# Action item
A copy is needed of each line in the records that has the word "vertical".

# Data
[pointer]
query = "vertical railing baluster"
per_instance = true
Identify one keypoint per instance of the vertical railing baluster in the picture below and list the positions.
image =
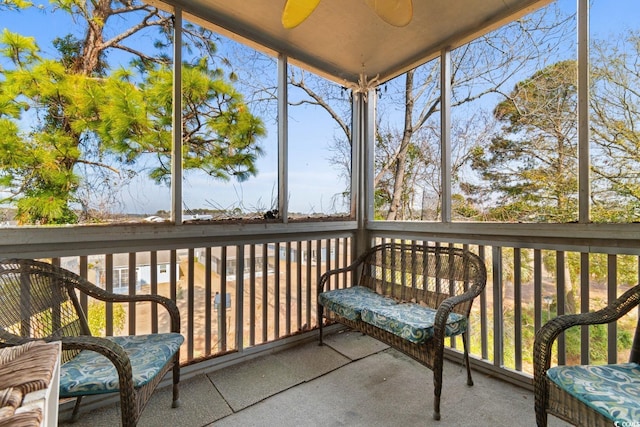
(276, 292)
(584, 307)
(517, 307)
(108, 285)
(311, 308)
(153, 289)
(498, 320)
(288, 290)
(190, 302)
(537, 289)
(265, 292)
(208, 294)
(484, 338)
(222, 305)
(239, 298)
(612, 294)
(252, 294)
(299, 285)
(561, 301)
(131, 283)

# Task result
query = "vertical railing baluster"
Identify one keypoint per instance of the vertical railing baluster in the picture below and list the positions.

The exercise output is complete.